Познакомились мы с ним в Берлине. Накануне я позвонила Бруно из Лейпцига, и мы условились об этой встрече — на следующий день в отеле «Штадт Берлин», в два часа дня. Наш разговор мы собирались снять на пленку, для документальной киноленты «Меч Победы», над которой работали в это время.
Узнала я его сразу, как вошла в холл: очень похожие свое фото, что лежало у меня в сумочке: совершенно седой, грузный и — неожиданно — очень артистичный человек. Он тяжело поднялся навстречу пожал руку и после короткого приветствия выложил на столик восемь документальных фотографий из 35-летнего далека. Подобные кадры я видела накануне в кинозале музея Бухенвальда, а еще раньше, 20 лет назад, в киноленте такой потрясающей силы, что все еще помню ее в деталях,— «Военные преступники». Ужас изображенного на снимках усиливался во сто крат здесь, среди нарядной праздности окружающего, комфортного великолепия отеля: довольства его посетителей, веселых, живых. Было просто не понять, как могло такое случиться и почему после этого мир еще живет и не просто живет, а вот так — купаясь в удовольствиях, развлекаясь, смеясь. С фотографий кричал, молил, обличал фашистский концлагерь. Таким его увидели американские операторы в первые минуты освобождения: догорающие останки человеческих тел; огромная груда костей — трагический итог одного только дня; голый, мрачный лес, где среди деревьев ровные ряды окостеневших трупов; живые среди мертвых в бараке; костер на лагерном дворе из обувки погибших. К этим фотографиям не требовался комментарий, но он был, напечатанный на машинке и аккуратно приклеенный к оборотной стороне — страшный рассказ очевидца.
— Вы спрашивали, что испытываю я, когда в Трептов-парке, в центре своей страны, вижу чужого солдата на пьедестале.— Шульц говорил медленно, с волнением, скорбью.— 12 лет я провел в фашистских застенках: в тюрьмах, лагерях смерти и концлагерях. Я видел все, что изображено вот на этих фотографиях. Я был таким же, как эти едва живые люди, когда передо мной открылись ворота лагеря. Человек, сказавший: «Вы свободны, товарищи!», был в форме созетского солдата. Вы можете представить, кем стал для меня солдат-освободитель. Этого нельзя выразить словами. Почти каждый день, если позволяют здоровье и погода, я прихожу в Трептов-парк к Солдату. Люди должны помнить добро. Зло в мире от забвенья.

■ Исходные данные
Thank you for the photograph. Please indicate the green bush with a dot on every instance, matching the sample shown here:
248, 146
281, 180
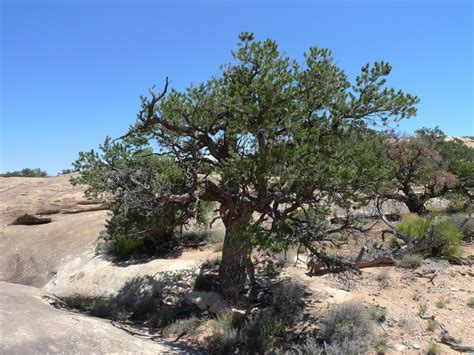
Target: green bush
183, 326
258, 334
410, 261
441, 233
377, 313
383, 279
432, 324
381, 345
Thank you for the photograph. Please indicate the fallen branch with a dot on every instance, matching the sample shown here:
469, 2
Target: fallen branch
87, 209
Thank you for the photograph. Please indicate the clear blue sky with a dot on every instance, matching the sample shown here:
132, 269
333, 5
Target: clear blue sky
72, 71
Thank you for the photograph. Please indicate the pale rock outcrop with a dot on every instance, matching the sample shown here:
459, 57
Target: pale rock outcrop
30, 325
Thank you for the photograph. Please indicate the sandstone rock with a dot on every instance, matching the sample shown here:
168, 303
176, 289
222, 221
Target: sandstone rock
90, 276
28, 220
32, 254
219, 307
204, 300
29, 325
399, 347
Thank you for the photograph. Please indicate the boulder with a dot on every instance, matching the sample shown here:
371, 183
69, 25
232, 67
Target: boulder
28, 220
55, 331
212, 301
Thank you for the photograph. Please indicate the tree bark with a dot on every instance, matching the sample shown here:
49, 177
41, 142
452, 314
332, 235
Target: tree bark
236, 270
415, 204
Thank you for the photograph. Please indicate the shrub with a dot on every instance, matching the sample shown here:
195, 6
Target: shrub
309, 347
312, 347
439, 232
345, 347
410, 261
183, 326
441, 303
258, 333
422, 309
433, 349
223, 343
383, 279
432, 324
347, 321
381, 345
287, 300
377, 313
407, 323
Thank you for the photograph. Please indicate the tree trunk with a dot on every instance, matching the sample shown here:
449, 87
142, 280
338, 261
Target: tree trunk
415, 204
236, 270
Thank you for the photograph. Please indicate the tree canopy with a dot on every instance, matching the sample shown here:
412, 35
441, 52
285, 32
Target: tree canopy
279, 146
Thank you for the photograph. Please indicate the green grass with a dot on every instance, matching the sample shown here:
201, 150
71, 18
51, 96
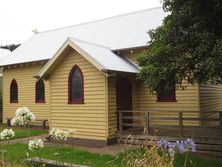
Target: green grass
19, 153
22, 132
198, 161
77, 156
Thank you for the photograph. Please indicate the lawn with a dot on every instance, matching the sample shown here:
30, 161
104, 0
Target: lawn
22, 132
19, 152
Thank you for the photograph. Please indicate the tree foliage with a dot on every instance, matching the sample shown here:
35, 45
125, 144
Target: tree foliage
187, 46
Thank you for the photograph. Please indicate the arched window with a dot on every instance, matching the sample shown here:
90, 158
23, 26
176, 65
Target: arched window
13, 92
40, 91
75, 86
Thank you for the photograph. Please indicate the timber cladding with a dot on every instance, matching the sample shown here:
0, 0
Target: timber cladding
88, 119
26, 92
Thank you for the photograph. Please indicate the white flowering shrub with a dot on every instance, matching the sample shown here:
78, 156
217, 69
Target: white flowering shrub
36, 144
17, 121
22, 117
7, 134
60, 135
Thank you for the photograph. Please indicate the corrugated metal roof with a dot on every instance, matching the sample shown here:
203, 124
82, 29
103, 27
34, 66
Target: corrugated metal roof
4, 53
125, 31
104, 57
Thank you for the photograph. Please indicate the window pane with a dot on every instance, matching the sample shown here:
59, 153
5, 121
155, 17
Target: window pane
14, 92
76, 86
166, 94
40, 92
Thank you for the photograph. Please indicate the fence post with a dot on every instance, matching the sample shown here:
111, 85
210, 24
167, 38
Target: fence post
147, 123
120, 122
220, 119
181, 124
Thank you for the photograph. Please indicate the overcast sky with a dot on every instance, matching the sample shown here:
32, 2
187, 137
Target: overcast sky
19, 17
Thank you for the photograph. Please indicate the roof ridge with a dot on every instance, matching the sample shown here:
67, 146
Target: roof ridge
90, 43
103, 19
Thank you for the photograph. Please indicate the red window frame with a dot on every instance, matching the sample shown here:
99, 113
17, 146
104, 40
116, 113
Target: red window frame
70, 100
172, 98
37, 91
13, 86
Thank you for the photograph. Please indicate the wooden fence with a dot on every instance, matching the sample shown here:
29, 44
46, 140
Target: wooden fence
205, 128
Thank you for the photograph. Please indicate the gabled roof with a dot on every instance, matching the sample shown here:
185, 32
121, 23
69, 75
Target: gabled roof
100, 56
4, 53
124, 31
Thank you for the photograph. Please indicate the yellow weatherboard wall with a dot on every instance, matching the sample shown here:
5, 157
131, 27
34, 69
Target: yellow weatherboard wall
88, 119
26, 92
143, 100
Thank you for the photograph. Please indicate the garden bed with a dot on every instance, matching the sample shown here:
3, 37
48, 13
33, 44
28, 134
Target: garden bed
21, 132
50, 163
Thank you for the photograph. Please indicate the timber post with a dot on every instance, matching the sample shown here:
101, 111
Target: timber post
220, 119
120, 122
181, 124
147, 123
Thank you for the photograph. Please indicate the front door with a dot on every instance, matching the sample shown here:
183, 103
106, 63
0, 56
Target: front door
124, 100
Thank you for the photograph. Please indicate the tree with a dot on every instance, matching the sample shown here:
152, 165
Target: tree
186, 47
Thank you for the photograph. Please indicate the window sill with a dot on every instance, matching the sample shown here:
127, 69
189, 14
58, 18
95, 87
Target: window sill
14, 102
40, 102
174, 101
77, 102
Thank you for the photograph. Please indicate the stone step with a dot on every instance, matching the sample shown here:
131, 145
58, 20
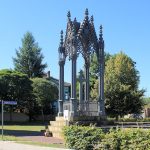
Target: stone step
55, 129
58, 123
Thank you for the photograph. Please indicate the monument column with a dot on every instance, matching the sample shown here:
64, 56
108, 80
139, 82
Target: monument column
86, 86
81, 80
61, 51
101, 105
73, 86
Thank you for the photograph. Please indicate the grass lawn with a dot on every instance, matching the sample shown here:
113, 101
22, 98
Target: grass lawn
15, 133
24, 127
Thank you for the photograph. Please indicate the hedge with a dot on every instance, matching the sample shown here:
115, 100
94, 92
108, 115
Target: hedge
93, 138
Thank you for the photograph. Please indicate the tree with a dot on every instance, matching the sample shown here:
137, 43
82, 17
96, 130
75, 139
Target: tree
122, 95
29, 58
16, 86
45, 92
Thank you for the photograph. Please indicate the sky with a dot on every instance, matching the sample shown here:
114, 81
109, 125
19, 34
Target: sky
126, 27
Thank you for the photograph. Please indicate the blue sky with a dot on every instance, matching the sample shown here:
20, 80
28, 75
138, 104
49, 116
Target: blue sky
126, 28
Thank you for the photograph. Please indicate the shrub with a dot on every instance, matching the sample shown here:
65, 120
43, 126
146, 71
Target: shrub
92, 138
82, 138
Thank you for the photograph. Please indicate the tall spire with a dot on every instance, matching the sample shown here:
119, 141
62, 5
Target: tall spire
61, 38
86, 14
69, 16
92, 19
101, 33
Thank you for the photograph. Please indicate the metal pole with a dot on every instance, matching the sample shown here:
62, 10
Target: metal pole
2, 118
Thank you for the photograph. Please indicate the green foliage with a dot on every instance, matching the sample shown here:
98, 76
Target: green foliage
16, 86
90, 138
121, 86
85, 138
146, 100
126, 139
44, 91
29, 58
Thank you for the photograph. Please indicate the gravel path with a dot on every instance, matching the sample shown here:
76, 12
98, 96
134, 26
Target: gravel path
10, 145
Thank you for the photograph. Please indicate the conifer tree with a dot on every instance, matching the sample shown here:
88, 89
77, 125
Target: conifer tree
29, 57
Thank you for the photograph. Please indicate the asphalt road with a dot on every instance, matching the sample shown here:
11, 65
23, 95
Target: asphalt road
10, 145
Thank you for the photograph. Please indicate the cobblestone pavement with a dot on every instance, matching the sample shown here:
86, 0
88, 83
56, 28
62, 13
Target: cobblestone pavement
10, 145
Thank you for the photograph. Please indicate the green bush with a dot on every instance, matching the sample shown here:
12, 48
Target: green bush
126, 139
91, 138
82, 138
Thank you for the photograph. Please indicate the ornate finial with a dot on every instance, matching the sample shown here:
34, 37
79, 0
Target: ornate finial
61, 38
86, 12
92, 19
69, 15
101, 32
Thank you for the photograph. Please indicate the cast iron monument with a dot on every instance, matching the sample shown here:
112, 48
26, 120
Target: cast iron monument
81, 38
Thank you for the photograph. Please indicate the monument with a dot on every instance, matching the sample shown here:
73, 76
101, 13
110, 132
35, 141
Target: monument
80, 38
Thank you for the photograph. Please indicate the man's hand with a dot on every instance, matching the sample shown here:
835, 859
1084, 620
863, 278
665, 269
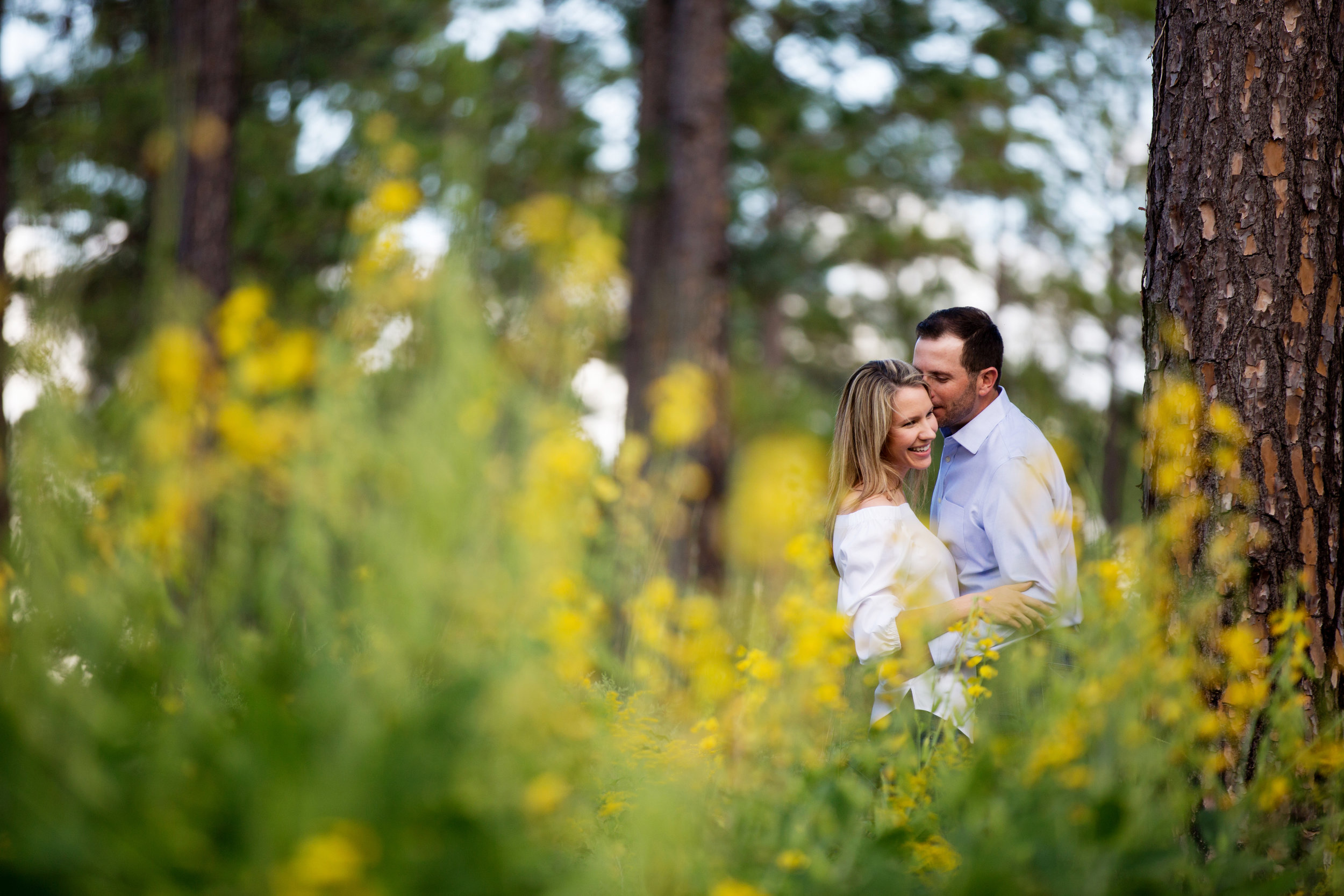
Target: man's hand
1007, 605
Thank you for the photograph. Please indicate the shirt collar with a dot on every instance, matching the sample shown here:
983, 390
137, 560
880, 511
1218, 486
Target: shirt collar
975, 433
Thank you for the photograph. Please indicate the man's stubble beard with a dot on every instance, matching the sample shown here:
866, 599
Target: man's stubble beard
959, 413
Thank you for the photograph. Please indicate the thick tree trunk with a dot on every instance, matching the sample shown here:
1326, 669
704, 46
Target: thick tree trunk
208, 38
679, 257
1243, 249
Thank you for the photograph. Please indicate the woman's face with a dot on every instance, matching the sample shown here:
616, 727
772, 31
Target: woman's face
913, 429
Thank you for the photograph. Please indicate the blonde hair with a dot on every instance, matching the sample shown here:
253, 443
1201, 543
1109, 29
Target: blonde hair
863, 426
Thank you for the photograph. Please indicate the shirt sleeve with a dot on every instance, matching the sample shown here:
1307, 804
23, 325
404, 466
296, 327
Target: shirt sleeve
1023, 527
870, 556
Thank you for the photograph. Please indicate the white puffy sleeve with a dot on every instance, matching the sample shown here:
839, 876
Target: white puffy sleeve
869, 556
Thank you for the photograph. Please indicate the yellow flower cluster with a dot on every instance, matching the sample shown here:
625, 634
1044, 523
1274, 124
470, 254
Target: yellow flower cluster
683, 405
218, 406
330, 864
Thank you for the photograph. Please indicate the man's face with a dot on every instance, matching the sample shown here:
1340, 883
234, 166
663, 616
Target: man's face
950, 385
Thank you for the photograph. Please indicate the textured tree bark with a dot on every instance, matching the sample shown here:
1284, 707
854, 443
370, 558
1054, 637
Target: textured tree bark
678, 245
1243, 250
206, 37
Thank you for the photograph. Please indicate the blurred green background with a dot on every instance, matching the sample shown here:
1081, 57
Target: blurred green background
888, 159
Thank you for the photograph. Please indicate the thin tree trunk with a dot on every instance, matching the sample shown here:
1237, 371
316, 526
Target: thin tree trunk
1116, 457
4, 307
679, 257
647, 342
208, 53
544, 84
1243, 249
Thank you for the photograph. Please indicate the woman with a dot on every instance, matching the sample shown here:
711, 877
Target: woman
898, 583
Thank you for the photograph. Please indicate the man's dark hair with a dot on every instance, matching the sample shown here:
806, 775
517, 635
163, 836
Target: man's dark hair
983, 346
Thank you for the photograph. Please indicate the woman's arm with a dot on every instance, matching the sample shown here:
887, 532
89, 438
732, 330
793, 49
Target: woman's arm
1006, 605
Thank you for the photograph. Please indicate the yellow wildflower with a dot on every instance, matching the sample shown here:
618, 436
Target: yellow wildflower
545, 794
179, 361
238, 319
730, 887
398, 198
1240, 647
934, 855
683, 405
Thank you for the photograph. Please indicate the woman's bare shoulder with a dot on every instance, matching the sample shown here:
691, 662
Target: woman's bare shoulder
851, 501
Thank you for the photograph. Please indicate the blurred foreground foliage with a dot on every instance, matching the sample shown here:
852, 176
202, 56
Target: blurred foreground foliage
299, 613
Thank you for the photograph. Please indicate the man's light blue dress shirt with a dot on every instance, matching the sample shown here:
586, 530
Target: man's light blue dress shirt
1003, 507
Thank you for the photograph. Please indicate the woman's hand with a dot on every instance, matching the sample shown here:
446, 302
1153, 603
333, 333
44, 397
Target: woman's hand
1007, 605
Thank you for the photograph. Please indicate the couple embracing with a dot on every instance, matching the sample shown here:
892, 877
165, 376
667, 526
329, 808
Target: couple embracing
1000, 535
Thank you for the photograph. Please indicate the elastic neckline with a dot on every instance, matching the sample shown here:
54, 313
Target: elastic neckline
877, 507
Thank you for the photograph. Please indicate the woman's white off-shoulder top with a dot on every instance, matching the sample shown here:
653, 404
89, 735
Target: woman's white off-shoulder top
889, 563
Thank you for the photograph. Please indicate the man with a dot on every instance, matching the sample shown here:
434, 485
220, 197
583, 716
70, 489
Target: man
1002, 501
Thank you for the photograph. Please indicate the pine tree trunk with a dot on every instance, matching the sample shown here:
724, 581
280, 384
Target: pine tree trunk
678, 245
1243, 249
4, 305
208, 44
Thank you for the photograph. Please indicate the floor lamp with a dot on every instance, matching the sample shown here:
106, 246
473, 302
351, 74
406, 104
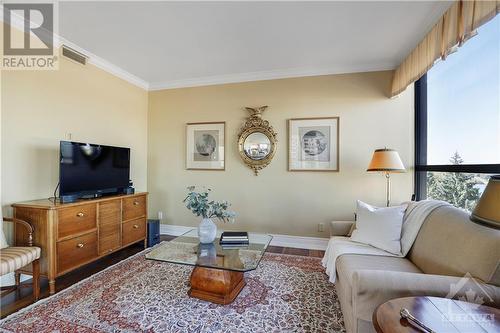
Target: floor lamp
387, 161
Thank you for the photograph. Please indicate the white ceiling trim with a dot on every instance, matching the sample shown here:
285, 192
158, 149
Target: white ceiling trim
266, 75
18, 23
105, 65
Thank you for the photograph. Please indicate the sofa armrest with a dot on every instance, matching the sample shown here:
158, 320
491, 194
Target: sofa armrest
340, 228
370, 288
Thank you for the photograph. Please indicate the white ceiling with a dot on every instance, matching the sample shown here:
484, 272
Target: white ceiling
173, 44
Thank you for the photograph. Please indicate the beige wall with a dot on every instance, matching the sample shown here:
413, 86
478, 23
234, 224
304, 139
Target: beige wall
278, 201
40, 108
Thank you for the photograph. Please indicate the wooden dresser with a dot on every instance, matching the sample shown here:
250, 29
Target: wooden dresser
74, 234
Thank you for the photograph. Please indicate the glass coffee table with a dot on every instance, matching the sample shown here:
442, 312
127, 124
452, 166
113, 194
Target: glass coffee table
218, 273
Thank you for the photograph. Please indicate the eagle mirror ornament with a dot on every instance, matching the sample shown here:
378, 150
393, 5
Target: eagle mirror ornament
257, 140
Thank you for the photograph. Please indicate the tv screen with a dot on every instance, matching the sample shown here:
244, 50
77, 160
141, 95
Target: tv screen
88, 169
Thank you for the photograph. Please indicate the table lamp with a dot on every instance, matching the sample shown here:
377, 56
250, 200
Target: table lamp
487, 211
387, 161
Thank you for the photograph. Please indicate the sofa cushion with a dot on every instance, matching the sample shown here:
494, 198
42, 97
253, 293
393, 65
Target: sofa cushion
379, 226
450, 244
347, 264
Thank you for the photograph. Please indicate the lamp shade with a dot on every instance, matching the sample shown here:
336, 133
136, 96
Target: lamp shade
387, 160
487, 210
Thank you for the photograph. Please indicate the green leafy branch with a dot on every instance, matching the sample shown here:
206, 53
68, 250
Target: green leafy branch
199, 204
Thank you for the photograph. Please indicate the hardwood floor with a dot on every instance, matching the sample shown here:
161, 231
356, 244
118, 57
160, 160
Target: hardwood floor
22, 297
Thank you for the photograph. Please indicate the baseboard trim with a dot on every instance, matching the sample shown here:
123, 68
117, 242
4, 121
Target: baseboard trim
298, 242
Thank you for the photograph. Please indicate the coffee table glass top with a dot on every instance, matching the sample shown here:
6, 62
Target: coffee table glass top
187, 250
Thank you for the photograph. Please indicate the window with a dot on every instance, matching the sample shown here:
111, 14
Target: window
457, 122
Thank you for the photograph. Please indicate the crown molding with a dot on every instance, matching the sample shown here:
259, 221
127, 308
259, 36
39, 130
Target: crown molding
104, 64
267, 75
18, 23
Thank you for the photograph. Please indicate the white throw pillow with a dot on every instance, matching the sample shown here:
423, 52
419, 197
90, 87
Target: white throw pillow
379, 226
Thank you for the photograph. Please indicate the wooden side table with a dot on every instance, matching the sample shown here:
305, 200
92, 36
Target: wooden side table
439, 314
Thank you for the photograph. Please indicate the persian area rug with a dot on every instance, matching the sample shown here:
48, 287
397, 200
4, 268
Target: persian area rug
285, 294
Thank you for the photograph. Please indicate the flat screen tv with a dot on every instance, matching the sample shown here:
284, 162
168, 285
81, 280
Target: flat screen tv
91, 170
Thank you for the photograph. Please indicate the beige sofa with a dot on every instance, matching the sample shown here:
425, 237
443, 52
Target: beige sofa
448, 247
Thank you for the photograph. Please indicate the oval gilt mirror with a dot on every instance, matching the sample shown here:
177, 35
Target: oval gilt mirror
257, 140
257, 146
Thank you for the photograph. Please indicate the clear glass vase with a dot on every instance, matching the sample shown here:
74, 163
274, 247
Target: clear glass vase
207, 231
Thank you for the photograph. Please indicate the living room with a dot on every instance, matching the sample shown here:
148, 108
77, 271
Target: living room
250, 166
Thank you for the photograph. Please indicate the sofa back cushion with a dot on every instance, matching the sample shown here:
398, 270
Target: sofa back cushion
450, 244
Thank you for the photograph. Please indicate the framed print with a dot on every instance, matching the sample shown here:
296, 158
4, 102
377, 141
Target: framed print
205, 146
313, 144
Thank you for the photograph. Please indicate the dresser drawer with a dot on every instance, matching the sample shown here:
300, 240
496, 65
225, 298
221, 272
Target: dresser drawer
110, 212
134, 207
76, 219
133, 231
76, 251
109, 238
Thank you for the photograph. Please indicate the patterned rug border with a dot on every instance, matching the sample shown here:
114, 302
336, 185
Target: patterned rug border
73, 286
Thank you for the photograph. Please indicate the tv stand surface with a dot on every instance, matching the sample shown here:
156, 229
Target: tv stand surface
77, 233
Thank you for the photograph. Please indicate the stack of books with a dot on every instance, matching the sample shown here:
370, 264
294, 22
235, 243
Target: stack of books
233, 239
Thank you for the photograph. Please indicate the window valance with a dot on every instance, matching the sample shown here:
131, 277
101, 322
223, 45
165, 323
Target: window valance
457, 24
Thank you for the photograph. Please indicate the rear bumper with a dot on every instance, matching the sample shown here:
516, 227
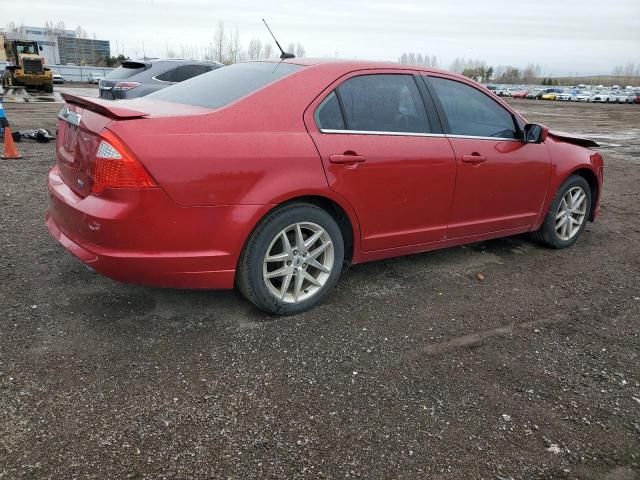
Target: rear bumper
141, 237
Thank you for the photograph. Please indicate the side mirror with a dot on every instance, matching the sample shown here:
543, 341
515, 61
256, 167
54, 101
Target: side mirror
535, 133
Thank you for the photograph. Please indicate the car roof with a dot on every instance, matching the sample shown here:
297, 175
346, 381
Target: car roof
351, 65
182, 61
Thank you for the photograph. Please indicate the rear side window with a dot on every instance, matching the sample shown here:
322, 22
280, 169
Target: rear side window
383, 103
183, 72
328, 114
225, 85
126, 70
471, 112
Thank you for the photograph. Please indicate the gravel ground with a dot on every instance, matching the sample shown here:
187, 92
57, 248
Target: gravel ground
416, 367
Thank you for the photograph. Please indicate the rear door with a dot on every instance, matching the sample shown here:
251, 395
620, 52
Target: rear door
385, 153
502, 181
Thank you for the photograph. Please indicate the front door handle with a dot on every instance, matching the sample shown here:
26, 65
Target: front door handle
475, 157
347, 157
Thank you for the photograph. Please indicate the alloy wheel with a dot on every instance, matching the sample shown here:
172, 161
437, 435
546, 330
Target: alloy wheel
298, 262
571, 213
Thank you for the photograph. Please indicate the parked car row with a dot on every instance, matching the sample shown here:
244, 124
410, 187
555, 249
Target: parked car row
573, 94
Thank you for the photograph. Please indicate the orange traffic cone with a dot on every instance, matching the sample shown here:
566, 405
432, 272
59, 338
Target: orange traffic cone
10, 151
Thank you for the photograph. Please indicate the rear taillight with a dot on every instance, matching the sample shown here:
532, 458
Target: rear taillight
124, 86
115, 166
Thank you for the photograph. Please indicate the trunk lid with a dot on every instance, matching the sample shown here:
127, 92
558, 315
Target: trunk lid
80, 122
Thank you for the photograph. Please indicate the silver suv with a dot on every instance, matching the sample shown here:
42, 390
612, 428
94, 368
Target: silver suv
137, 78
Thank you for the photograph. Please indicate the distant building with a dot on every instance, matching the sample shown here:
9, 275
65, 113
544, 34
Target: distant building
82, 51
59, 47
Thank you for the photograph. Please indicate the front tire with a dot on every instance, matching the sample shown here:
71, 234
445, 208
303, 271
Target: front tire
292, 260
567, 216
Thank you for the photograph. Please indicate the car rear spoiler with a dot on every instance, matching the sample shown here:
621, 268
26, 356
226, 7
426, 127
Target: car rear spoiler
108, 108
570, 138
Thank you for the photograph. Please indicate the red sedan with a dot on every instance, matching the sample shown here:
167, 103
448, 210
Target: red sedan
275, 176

■ Цель задания
Сколько лет, по словам Шульца в тексте страницы, он провел в фашистских застенках? Записи здесь никакой роли не играют.

■ Итоговый ответ
12 лет.